───── ITEMS ─────

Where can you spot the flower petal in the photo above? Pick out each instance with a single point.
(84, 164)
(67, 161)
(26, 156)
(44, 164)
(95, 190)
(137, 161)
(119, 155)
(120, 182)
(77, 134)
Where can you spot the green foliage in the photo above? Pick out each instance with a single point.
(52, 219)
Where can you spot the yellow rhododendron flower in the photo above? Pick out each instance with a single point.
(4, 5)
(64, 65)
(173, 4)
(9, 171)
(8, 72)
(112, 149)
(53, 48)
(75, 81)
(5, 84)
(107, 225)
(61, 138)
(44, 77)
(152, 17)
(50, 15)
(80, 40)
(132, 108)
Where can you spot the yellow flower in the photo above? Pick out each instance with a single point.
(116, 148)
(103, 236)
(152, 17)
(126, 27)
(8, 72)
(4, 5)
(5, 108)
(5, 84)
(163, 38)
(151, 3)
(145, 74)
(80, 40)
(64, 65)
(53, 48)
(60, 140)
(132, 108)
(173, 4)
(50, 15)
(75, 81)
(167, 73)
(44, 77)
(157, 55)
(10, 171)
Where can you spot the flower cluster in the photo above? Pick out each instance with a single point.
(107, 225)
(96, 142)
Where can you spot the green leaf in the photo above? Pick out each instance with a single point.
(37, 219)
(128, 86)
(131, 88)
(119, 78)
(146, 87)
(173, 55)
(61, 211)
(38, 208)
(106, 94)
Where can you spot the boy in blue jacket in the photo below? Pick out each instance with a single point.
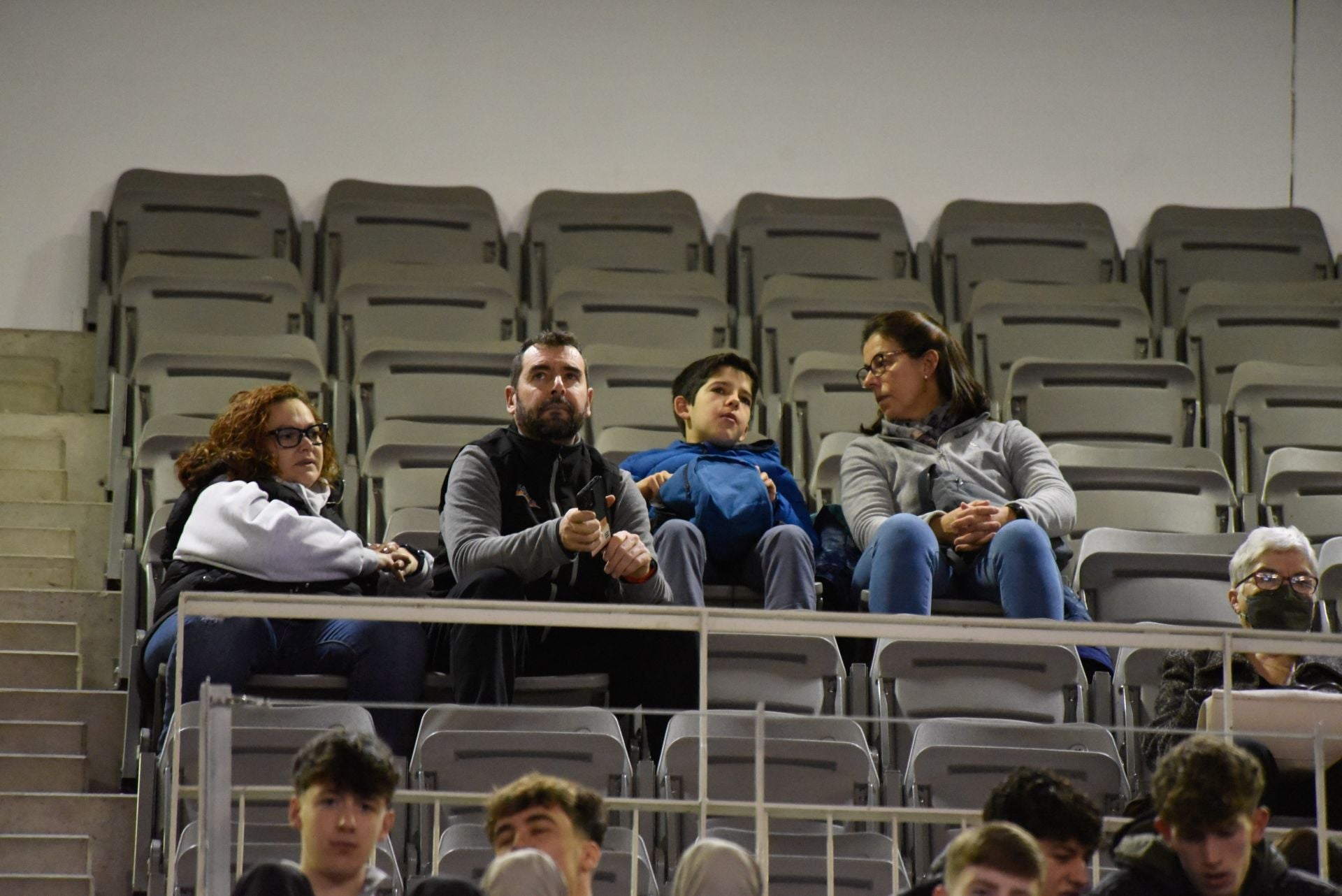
(712, 400)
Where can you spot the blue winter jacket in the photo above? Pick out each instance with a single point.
(791, 506)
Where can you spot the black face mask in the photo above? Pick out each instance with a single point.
(1279, 611)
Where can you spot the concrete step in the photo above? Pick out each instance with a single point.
(36, 542)
(84, 448)
(33, 452)
(39, 668)
(39, 636)
(43, 774)
(97, 614)
(68, 359)
(103, 715)
(43, 855)
(34, 484)
(108, 820)
(46, 884)
(87, 521)
(45, 738)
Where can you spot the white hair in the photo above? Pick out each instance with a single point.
(1270, 540)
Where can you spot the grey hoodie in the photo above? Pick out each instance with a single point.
(1002, 462)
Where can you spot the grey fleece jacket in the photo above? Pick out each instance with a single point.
(1003, 462)
(471, 518)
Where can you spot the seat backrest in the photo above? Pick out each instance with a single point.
(786, 672)
(1304, 489)
(658, 231)
(1187, 246)
(1164, 490)
(799, 315)
(839, 239)
(1022, 242)
(1279, 405)
(1059, 321)
(1228, 324)
(1117, 403)
(1157, 577)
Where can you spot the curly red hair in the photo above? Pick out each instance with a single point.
(236, 440)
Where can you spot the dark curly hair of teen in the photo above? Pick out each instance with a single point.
(238, 440)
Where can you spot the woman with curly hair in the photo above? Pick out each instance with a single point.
(259, 514)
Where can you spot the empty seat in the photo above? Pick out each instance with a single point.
(914, 680)
(1086, 322)
(685, 309)
(784, 672)
(805, 313)
(658, 231)
(1116, 403)
(1304, 489)
(823, 398)
(633, 388)
(1157, 577)
(387, 305)
(1228, 324)
(1023, 243)
(458, 386)
(837, 239)
(1188, 246)
(1278, 405)
(1162, 490)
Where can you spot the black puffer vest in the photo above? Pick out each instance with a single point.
(540, 481)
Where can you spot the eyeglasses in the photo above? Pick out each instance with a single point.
(1270, 580)
(879, 364)
(293, 436)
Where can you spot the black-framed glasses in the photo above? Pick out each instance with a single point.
(1270, 580)
(879, 363)
(293, 436)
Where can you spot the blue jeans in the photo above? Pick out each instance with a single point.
(905, 568)
(384, 662)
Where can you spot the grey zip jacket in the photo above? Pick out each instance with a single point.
(1002, 462)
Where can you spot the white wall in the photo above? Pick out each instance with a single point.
(1129, 105)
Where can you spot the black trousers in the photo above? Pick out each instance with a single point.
(654, 670)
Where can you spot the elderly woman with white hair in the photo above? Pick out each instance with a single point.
(1274, 586)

─────

## [DESCRIPTION OF THE TASK]
Quote everything from the line containing "Where can you spot the blue jeans" down to the end of the items, keeping every line exactly the same.

## [RESPONSE]
Where can you spot the blue jeans in the photo above? Pick out each instance with a single point.
(905, 568)
(384, 662)
Where can you spot the grey zip jacket in the photo above? Pick out each instance with a single point.
(1002, 462)
Where can you spot the white wall in the photo above? Pick out each instance with a single point.
(1129, 105)
Where can you spot the black trousers in the photo above? Pick out each instance with a single point.
(654, 670)
Where can you spot the elderly woman with white hair in the photo above? Pick out each instance with a single point.
(1274, 586)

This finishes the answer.